#### [TASK INSTRUCTIONS]
1/ Return a verbatim copy of the passage in the article on Bangladesh's financial sector that begins at the words "Meanwhile, protests erupted" and stops after "undermining reform efforts.".
2/ In the article on Bangladesh's financial sector, what percentage of total disbursed loans had defaulted by June 2025, according to Bangladesh Bank?
3/ Drawing only on the article about Bangladesh's financial sector, explain why bad loans are increasing across the board.

#### [TEXT PROVIDED]
****

Bangladesh’s financial sector is contending with a severe and prolonged image crisis as deep-rooted issues of corruption, irregularities, and loan defaults continue to undermine public and investor confidence. Despite a minor rebound in trust, the banking system remains under pressure, with the private sector credit growth hitting its lowest level in two decades—directly affecting investment and job creation.
While bank deposits have grown, the sector is struggling under a record provision deficit and a surge in default loans, painting a bleak outlook. According to Bangladesh Bank, defaulted loans jumped to Tk 5,30,428 crore by June 2025—an unprecedented 27.09% of total disbursed loans. In just one year, the figure rose by Tk 3.19 lakh crore, up from Tk 2,11,391 crore in June 2024. For context, the default loan amount in 2009 was only Tk 22,481 crore. Provision shortfalls have also skyrocketed from Tk 26,585 crore in March 2024 to nearly Tk 2 lakh crore this year.
The situation has worsened following a scandal involving Shahinul Islam, the chief of the Bangladesh Financial Intelligence Unit (BFIU), whose controversial appointment was part of banking sector reforms. An explicit video of Shahinul has gone viral, prompting unrest within Bangladesh Bank. Despite calls for compulsory leave, he remains in office, deepening the regulatory body’s credibility crisis.
Meanwhile, protests erupted at the Secretariat as government employees opposed reductions in service benefits. Frustration is mounting over recent administrative restructuring, including the division of the National Board of Revenue (NBR). Several civil servants have already been dismissed for rule violations, while others fear job losses. Many officials allege that loyalists of the ousted Awami League continue to hold sway within the interim administration, undermining reform efforts.
An additional secretary from the Finance Division, speaking anonymously, claimed that individuals who benefited under the previous government are still in powerful positions by "changing colors." These actors are allegedly influencing key institutions such as the NBR, Finance Division, and Bangladesh Bank, perpetuating the crisis.
Eminent economist Dr. Zahid Hussain commented, “Such opportunistic individuals exist in every regime. The interim government has initiated changes, but purging all vested interests instantly is impractical. Those holding key financial positions are taking advantage of the chaos, worsening the image crisis.”
Further complicating the situation is the stalled merger of weak banks. Despite repeated assurances from the central bank governor, little progress has been made, heightening uncertainty in the financial system.
Simultaneously, the economy faces a slowdown. Many businesses with ties to the former ruling party have defaulted, and even previously stable borrowers are struggling under recessionary pressures. New loan classification policies are also contributing to the rising number of bad loans across the board.

****

#### [AVAILABLE DATA]
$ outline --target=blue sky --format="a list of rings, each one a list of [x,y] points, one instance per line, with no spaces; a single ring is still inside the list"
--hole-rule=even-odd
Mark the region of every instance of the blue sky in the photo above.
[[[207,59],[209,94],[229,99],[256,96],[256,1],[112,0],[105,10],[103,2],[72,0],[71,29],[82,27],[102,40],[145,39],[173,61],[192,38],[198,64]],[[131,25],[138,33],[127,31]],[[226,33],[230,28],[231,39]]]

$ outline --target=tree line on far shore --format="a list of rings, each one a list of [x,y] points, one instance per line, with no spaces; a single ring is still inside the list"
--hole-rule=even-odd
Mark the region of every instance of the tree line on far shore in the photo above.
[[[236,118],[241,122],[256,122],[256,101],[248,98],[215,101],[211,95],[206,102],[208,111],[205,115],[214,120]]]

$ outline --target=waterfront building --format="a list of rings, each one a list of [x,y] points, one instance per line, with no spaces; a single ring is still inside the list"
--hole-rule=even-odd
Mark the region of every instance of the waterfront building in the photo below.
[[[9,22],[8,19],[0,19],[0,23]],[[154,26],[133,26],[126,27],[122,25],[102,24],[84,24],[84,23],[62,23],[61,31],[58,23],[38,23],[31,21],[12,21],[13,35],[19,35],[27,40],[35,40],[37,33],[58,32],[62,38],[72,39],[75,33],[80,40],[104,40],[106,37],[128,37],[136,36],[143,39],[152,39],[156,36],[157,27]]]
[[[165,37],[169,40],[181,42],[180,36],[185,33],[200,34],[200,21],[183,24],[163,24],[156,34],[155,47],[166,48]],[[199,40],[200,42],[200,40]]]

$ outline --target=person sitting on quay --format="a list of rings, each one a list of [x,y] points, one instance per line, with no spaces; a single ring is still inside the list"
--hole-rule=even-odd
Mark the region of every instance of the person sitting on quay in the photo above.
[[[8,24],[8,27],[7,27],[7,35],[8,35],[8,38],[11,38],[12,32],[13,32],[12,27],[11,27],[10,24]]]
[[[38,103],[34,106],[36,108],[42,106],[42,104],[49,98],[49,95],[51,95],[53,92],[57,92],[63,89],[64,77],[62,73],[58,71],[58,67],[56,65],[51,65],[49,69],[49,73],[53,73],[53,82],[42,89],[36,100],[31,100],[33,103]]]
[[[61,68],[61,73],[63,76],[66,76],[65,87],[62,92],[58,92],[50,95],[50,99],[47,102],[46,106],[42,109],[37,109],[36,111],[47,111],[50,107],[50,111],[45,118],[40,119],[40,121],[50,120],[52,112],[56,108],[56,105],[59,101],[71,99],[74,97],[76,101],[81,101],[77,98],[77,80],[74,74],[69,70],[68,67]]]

****

#### [ANSWERS BY ITEM]
1/
Meanwhile, protests erupted at the Secretariat as government employees opposed reductions in service benefits. Frustration is mounting over recent administrative restructuring, including the division of the National Board of Revenue (NBR). Several civil servants have already been dismissed for rule violations, while others fear job losses. Many officials allege that loyalists of the ousted Awami League continue to hold sway within the interim administration, undermining reform efforts.

2/ Defaulted loans made up 27.09% of total disbursed loans.

3/ Many businesses with ties to the former ruling party have defaulted as the economy slows, and even previously stable borrowers are struggling under recessionary pressures. New loan classification policies are also adding to the number of bad loans.